* _TASK TO CARRY OUT_:
Could you copy out every line of the data where the word "kindly" occurs?

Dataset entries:
+-------+

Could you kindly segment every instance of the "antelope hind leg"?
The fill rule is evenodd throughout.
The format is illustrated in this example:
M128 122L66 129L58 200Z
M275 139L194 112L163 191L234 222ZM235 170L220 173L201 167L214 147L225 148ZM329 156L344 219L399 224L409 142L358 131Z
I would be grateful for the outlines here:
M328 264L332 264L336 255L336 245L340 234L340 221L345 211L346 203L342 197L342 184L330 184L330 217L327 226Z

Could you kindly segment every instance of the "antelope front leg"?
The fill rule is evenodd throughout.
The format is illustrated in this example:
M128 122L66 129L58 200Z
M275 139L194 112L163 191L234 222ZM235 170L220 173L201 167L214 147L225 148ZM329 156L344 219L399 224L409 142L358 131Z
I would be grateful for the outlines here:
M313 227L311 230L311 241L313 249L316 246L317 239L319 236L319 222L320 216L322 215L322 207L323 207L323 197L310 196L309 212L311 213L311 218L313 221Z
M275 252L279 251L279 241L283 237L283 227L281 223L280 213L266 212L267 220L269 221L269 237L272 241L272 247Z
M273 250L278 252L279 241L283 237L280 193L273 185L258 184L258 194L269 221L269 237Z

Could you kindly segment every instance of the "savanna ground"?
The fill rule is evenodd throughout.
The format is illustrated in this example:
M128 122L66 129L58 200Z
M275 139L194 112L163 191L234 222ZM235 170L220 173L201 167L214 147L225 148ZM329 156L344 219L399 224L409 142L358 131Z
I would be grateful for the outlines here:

+-------+

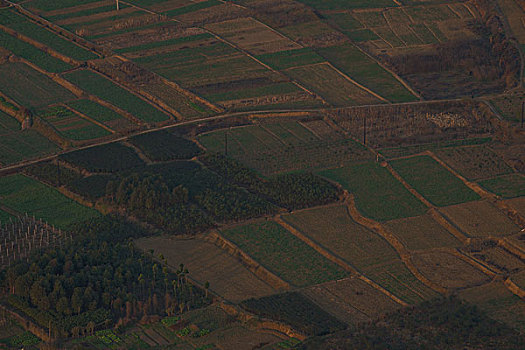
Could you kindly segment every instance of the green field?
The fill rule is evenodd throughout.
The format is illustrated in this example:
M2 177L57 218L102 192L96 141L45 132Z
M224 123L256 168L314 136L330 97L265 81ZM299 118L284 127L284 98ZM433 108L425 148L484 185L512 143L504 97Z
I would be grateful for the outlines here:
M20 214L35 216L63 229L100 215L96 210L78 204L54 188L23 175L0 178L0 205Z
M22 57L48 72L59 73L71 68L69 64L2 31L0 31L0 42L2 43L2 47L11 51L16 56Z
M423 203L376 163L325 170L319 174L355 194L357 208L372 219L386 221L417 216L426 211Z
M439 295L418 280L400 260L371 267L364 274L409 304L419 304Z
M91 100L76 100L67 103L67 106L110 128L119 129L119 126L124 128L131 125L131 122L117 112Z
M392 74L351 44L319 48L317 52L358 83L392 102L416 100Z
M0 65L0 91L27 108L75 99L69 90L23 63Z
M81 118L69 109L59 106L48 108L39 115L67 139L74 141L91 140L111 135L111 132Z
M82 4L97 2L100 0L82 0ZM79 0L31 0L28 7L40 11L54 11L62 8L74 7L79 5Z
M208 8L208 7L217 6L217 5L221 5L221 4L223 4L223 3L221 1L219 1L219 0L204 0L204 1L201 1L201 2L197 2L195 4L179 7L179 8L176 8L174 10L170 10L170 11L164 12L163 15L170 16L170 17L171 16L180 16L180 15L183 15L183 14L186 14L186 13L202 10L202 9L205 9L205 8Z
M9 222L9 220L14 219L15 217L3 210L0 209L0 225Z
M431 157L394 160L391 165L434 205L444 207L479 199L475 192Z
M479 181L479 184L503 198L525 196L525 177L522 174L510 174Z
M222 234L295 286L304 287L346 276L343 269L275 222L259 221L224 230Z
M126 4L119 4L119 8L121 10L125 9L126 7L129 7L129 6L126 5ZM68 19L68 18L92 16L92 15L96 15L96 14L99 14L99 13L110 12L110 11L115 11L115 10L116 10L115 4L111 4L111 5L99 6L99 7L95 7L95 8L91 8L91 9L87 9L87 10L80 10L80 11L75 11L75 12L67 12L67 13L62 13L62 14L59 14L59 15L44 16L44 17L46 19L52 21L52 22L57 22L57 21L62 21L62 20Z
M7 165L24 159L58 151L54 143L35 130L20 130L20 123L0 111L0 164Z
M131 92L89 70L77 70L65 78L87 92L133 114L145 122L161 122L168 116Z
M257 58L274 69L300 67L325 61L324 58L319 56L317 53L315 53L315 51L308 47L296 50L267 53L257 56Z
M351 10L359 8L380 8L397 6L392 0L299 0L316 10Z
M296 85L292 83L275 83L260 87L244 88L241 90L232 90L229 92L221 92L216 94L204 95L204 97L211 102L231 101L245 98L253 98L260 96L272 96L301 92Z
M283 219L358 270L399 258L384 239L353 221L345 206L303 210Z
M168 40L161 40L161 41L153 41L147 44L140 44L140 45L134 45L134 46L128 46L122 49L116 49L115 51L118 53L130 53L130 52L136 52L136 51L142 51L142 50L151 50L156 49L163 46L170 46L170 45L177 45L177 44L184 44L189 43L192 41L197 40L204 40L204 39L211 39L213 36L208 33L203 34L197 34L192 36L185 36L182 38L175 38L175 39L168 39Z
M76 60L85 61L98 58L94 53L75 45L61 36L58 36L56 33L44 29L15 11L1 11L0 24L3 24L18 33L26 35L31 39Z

+-------+

* _SOLVED PROBLEM_:
Could you kindly segment every instance of the "antelope hind leg"?
Could you kindly segment every instance of the "antelope front leg"?
Could you kindly segment every instance of the "savanna ground"?
Could you kindly segment every instance of the green field?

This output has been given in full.